Clairaut's relation

Not to be confused with Clairaut's theorem.

Clairaut's relation, named after Alexis Claude de Clairaut, is a formula in classical differential geometry. The formula relates the distance r(t) from a point on a great circle of the unit sphere to the z-axis, and the angle θ(t) between the tangent vector and the latitudinal circle:

$r(t) \cos \theta(t) = \text{constant}.\,$

The relation remains valid for a geodesic on an arbitrary surface of revolution.

A formal mathematical statement of the Clairaut's theorem is:[1]

Let γ be a geodesic on a surface of revolution S, let ρ be the distance of a point of S from the axis of rotation, and let ψ be the angle between γ and the meridians of S. Then ρ sin ψ is constant along γ. Conversely, if ρ sin ψ is constant along some curve γ in the surface, and if no part of γ is part of some parallel of S, then γ is a geodesic.

— Andrew Pressley: Elementary Differential Geometry, p. 183

Pressley (p. 185) explains this theorem as an expression of conservation of angular momentum about the axis of revolution when a particle slides along a geodesic under no forces other than those that keep it on the surface.

References

• M. do Carmo, Differential Geometry of Curves and Surfaces, page 257.
1. ^ Andrew Pressley (2001). Elementary Differential Geometry. Springer. p. 183. ISBN 1-85233-152-6.

→ Assignment 1
According to the text on Clairaut's relation, what does Pressley explain the theorem as an expression of?
→ Assignment 2
Reproduce the part of the text on Clairaut's relation starting with "The relation remains" and going on through "Surfaces, page 257.".

→ Listed records
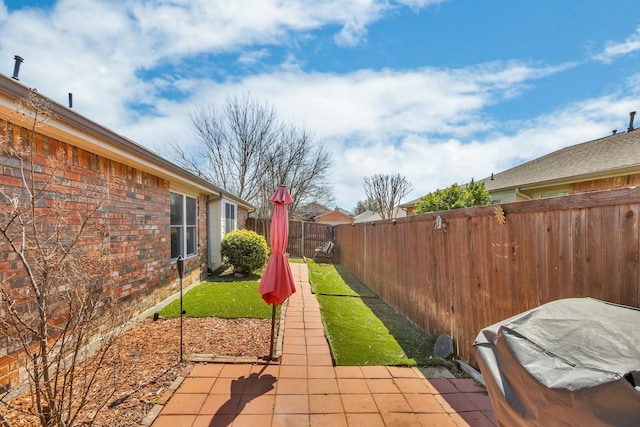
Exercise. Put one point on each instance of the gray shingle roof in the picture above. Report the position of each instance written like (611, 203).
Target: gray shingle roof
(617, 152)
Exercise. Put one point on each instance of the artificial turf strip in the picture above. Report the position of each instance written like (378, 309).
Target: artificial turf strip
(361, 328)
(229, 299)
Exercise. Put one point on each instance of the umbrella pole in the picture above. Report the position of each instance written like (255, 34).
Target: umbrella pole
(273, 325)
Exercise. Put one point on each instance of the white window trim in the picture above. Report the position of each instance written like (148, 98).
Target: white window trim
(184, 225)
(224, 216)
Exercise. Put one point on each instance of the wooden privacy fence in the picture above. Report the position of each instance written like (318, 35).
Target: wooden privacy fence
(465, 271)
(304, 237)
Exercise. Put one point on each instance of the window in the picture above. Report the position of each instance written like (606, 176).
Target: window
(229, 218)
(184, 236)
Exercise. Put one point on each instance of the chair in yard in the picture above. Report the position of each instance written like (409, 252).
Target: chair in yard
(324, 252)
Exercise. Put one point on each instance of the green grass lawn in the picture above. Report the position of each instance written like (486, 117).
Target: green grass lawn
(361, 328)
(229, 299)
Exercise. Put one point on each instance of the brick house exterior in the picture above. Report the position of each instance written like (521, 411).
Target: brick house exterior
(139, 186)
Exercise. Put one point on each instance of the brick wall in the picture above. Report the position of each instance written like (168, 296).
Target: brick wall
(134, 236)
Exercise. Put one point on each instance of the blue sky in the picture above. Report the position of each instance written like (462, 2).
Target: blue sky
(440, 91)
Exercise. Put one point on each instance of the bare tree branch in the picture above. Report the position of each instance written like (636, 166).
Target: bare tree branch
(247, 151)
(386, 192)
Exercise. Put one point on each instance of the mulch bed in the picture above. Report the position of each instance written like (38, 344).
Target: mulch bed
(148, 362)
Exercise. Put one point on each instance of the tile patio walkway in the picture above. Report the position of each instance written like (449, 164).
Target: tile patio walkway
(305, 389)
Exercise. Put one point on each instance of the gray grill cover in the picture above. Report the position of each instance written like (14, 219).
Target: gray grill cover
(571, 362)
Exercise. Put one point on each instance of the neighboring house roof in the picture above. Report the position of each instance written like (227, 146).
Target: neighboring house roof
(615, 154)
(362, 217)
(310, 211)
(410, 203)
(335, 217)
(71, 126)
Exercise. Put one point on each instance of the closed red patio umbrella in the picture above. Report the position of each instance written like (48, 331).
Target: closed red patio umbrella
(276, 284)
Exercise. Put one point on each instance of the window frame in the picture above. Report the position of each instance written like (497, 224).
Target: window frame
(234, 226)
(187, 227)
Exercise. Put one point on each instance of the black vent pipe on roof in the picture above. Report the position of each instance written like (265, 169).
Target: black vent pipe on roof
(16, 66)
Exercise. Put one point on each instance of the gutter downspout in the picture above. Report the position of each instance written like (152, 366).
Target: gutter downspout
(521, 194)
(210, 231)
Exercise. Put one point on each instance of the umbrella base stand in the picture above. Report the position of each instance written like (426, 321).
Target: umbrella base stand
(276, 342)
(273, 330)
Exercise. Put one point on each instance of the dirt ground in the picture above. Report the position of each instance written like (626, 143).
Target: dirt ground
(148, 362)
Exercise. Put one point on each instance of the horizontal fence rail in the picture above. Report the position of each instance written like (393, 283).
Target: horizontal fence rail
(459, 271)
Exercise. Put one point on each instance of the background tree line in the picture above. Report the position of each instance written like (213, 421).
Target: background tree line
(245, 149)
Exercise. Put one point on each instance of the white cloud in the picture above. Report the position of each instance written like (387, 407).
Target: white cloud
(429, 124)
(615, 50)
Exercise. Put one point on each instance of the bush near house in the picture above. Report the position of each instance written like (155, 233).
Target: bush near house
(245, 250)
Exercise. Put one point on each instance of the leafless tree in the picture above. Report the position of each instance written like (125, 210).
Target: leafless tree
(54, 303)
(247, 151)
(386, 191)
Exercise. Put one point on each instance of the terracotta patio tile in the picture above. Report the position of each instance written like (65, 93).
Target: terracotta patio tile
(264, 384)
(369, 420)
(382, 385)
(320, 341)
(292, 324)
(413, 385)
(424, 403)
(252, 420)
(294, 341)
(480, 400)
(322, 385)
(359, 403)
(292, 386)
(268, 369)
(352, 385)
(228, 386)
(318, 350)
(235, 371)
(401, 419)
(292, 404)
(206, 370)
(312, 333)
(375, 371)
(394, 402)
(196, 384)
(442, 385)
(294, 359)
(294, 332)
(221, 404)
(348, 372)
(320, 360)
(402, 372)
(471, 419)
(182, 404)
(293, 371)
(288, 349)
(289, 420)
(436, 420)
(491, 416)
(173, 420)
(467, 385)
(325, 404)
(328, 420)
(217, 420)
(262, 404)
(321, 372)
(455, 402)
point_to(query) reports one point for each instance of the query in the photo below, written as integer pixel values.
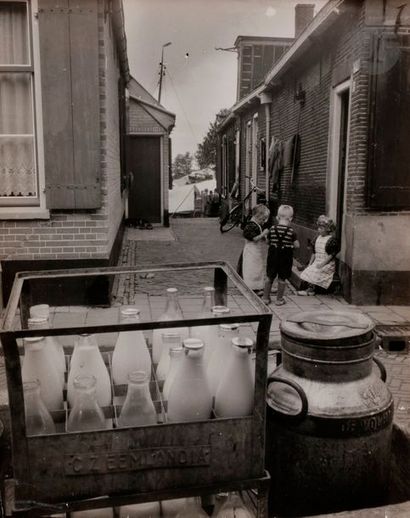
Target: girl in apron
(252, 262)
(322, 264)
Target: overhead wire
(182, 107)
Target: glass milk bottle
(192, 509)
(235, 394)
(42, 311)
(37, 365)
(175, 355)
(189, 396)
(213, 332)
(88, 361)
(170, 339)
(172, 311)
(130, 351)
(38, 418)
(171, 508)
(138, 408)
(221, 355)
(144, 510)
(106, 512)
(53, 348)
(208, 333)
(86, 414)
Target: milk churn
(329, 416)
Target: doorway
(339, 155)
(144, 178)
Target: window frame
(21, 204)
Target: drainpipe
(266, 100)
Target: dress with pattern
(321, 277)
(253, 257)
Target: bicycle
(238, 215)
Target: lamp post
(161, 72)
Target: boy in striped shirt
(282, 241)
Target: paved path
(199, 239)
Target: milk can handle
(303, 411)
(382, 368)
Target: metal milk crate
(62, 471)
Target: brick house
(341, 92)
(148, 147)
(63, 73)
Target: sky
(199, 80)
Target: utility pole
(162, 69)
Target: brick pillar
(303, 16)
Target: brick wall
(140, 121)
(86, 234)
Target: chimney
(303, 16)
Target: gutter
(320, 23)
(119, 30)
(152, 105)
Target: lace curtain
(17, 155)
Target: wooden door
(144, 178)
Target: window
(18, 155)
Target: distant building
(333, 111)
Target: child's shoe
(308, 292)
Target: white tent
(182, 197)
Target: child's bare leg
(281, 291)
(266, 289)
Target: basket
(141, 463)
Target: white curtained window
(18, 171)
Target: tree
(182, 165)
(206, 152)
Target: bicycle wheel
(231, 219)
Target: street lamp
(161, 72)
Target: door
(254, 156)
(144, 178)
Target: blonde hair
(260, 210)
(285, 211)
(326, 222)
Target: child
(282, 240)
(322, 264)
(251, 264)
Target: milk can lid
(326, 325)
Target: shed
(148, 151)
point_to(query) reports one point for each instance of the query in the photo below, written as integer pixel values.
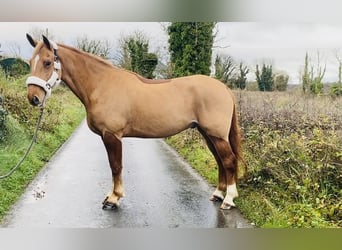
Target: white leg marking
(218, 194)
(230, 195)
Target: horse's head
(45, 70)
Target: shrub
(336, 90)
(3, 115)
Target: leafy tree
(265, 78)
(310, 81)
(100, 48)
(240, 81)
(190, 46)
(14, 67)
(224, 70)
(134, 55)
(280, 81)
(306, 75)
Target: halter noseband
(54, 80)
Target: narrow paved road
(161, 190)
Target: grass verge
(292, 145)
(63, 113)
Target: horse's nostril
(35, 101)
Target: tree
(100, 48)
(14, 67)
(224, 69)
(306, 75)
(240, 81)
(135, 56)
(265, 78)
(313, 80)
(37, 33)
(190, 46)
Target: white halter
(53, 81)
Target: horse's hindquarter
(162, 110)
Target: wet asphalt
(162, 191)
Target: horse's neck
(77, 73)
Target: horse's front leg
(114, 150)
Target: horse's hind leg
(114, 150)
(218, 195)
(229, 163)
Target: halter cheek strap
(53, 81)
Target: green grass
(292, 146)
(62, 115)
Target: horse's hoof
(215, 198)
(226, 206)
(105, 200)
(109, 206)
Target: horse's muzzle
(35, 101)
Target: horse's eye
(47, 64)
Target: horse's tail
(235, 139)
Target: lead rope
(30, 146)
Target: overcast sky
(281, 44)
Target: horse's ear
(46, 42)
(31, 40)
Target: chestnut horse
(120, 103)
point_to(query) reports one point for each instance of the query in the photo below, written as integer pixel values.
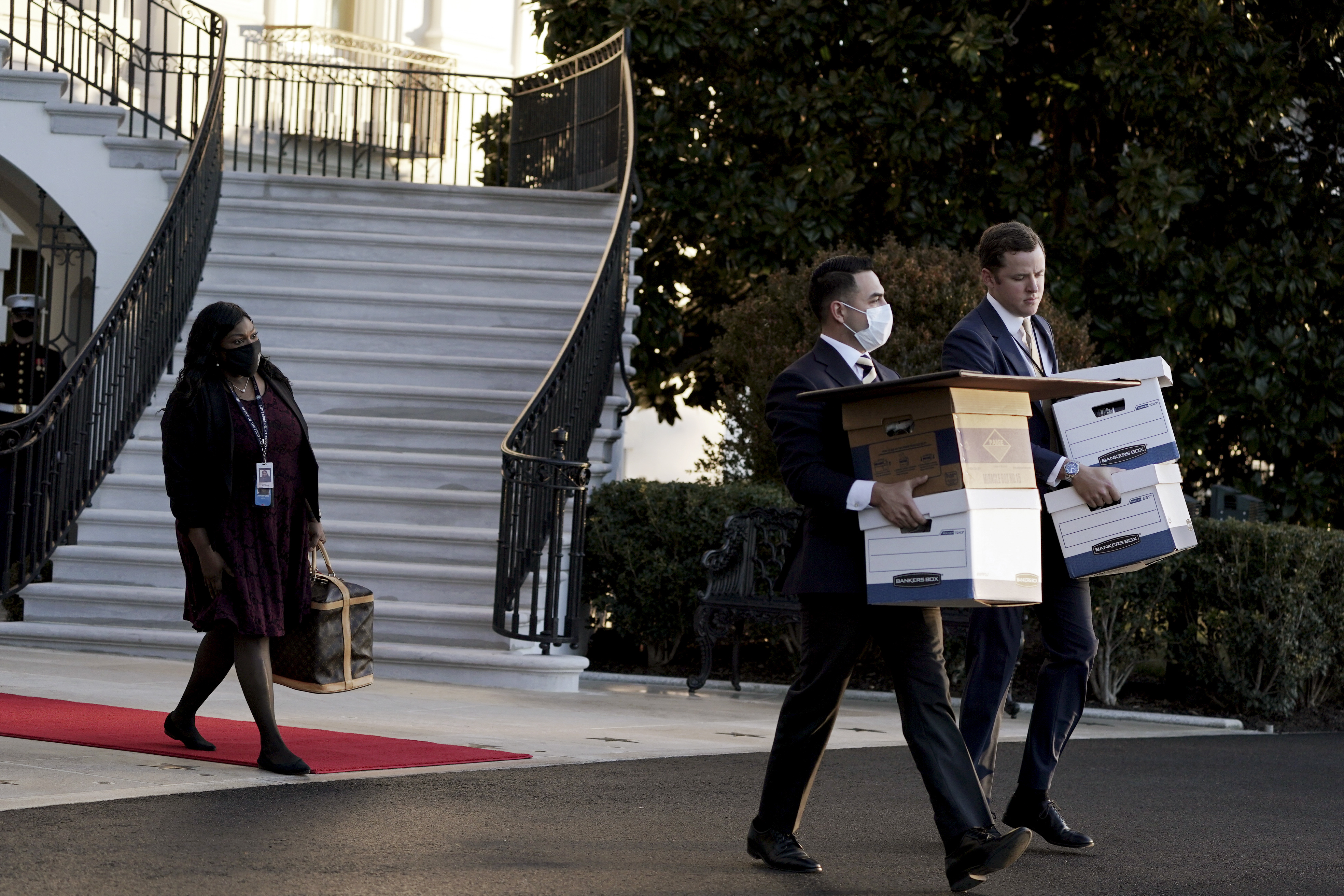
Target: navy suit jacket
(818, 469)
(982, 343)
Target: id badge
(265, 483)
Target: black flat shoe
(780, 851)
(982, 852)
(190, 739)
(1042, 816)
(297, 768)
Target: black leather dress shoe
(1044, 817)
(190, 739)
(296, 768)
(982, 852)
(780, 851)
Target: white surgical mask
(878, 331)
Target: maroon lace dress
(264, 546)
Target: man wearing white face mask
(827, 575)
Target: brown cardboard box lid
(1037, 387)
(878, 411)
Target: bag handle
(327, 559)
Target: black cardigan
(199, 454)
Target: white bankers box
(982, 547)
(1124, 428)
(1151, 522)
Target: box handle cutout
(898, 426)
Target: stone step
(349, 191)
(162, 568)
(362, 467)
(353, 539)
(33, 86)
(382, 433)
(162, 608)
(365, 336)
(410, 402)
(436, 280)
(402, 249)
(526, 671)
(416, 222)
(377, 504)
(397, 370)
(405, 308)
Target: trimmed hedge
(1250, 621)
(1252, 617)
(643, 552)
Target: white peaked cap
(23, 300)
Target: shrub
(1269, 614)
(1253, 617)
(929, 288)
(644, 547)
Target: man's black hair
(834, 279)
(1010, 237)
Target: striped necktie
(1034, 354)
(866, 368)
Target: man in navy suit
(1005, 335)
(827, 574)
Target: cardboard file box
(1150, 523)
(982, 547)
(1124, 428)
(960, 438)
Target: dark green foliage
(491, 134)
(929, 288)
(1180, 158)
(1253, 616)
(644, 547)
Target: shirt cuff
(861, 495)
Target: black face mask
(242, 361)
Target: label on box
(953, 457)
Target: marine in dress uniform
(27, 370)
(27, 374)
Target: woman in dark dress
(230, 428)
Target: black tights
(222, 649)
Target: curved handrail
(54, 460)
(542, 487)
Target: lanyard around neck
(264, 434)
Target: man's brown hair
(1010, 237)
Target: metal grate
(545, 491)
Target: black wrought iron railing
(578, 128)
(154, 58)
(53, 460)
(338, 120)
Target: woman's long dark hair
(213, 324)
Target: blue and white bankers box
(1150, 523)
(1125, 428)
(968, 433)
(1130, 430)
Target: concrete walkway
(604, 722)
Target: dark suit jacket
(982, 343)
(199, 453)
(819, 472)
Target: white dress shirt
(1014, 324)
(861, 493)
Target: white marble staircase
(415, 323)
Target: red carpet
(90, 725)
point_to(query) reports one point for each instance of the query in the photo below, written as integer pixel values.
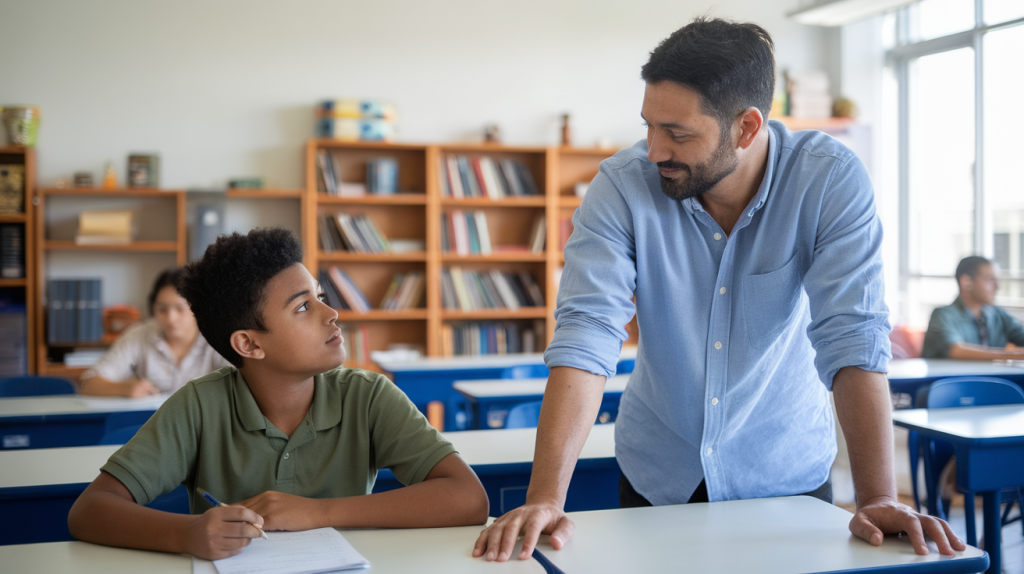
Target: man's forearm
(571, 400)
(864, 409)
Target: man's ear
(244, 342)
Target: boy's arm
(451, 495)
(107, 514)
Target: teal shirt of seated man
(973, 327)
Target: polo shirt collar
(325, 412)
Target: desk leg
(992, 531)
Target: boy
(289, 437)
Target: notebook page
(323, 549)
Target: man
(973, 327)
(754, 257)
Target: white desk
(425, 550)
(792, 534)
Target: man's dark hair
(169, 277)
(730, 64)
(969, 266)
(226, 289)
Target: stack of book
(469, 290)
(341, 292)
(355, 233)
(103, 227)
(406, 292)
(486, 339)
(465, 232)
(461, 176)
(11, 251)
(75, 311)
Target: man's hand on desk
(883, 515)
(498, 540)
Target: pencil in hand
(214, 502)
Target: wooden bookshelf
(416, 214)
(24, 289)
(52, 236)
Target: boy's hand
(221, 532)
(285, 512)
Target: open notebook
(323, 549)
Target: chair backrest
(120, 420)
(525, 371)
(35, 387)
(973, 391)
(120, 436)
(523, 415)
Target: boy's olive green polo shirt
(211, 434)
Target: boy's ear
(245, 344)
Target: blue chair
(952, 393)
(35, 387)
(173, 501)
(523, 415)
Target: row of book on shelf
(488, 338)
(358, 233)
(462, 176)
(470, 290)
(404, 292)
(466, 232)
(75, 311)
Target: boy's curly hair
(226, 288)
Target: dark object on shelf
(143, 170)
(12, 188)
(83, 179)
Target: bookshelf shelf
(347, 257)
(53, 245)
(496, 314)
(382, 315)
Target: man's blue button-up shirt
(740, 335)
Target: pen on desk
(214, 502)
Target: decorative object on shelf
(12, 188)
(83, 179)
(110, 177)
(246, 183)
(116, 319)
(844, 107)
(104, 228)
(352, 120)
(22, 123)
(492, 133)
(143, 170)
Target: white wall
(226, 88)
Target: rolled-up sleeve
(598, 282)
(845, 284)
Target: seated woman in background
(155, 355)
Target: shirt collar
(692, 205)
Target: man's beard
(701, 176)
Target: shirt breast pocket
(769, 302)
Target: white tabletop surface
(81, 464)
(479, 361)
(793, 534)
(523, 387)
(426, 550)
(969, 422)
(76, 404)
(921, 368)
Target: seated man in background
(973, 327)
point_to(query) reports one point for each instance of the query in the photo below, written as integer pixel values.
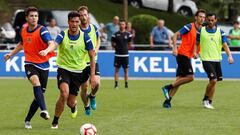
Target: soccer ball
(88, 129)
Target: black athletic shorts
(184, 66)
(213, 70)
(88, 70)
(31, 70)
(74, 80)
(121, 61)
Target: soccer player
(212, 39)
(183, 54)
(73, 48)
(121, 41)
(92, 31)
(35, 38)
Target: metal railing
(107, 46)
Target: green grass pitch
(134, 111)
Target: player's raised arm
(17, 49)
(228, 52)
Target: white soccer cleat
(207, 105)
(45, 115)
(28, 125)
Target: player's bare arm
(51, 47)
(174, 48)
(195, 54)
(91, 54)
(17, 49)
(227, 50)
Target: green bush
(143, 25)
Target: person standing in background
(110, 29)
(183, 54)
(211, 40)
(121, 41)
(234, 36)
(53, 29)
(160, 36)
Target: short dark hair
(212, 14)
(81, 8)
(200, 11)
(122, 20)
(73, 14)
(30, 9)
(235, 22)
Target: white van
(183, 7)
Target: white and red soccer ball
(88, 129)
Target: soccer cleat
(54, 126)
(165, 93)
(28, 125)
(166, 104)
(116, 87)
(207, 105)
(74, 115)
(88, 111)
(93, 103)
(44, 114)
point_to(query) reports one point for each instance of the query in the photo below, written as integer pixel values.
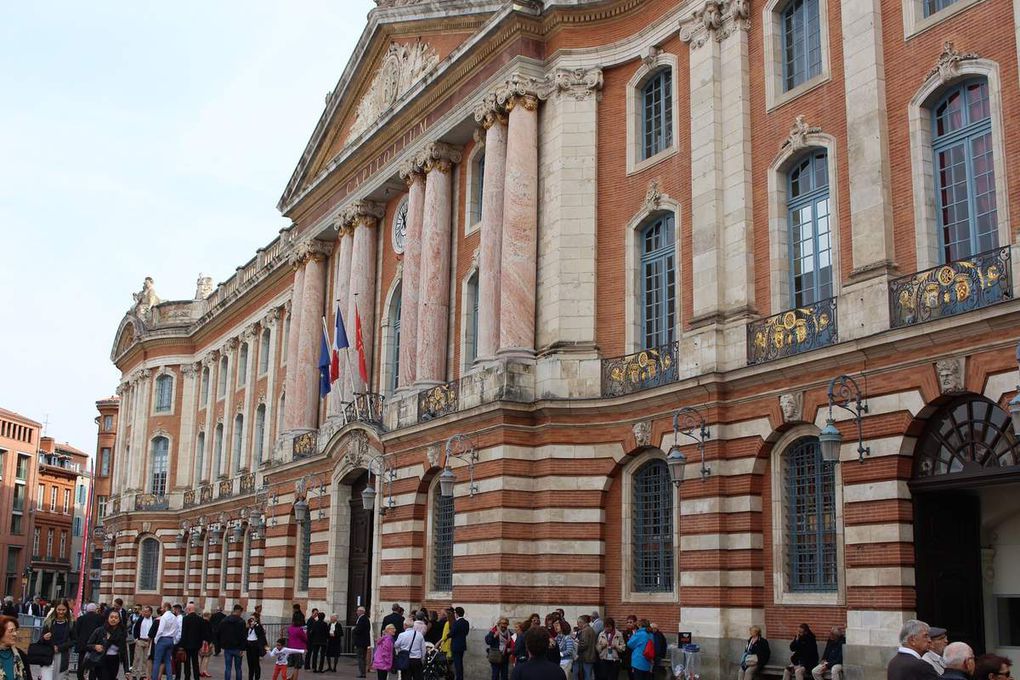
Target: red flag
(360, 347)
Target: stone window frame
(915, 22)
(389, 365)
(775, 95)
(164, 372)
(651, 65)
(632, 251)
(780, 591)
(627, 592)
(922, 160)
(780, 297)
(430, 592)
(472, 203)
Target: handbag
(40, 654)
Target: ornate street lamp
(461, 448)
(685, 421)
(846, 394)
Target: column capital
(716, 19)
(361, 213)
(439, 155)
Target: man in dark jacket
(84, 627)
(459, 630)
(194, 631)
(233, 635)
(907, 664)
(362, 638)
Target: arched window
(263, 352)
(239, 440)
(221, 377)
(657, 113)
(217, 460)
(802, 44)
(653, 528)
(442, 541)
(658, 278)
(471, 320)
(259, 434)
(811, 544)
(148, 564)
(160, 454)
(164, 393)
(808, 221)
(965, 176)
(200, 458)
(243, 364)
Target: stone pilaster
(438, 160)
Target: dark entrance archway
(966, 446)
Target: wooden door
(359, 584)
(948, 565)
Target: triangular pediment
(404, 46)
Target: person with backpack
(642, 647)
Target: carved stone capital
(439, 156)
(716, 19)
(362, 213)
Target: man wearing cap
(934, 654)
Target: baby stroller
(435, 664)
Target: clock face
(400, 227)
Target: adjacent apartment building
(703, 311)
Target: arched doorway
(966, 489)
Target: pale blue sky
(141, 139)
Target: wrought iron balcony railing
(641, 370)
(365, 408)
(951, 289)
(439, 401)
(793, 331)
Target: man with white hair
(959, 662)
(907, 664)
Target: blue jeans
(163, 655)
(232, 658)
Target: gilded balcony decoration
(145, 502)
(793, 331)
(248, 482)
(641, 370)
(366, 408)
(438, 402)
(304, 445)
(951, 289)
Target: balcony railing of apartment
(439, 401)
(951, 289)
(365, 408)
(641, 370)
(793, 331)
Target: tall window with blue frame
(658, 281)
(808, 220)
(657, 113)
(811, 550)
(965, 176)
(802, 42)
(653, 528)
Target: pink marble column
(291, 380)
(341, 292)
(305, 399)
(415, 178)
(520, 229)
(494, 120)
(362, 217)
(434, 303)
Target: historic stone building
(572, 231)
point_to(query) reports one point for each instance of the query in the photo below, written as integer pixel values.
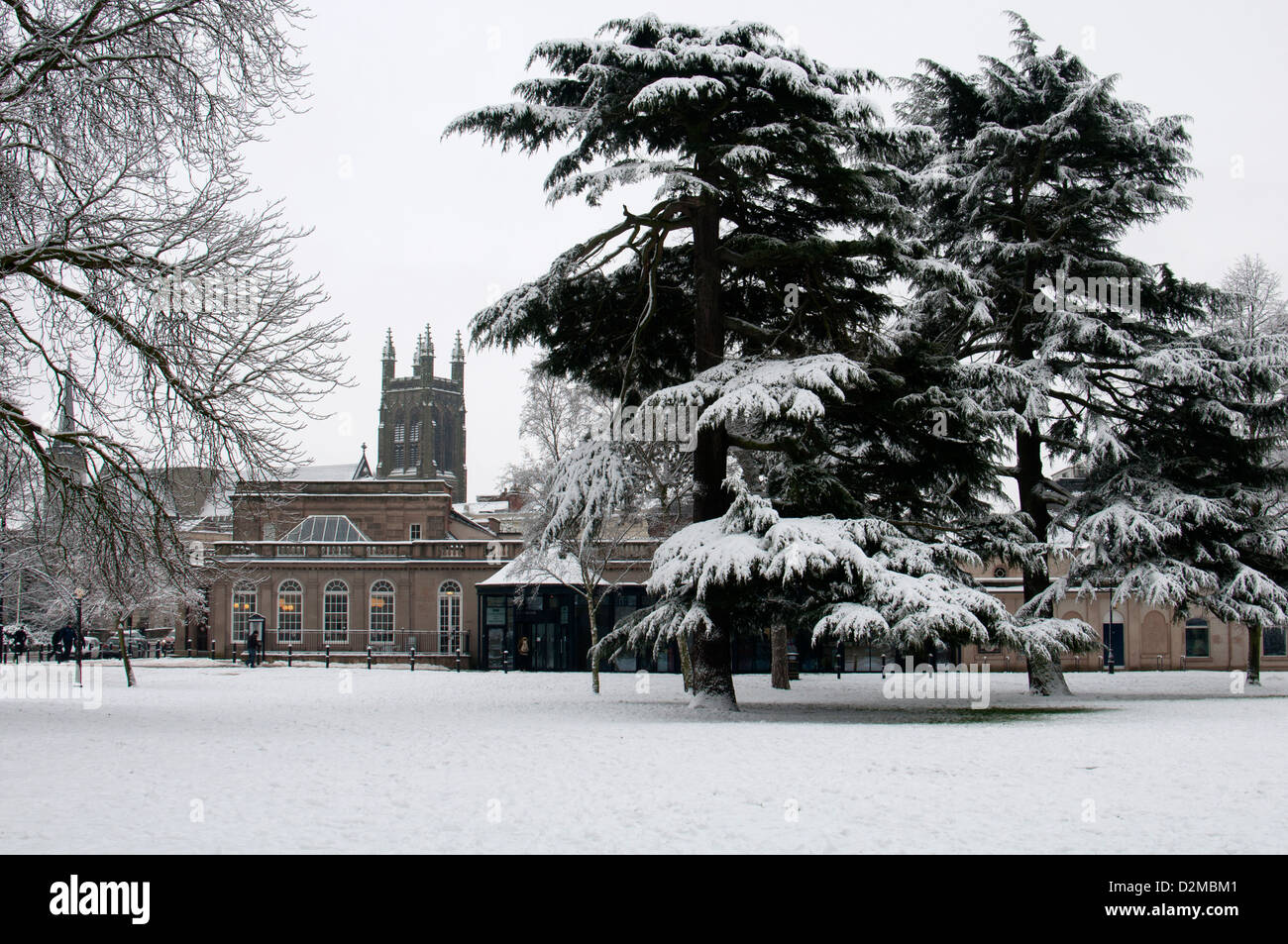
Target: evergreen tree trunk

→ Answer box 1
Conservation of angular momentum about the axis of revolution.

→ Answer box 2
The relation remains valid for a geodesic on an arbitrary surface of revolution.

A formal mathematical statement of the Clairaut's theorem is:[1]

Let γ be a geodesic on a surface of revolution S, let ρ be the distance of a point of S from the axis of rotation, and let ψ be the angle between γ and the meridians of S. Then ρ sin ψ is constant along γ. Conversely, if ρ sin ψ is constant along some curve γ in the surface, and if no part of γ is part of some parallel of S, then γ is a geodesic.

— Andrew Pressley: Elementary Differential Geometry, p. 183

Pressley (p. 185) explains this theorem as an expression of conservation of angular momentum about the axis of revolution when a particle slides along a geodesic under no forces other than those that keep it on the surface.

References

• M. do Carmo, Differential Geometry of Curves and Surfaces, page 257.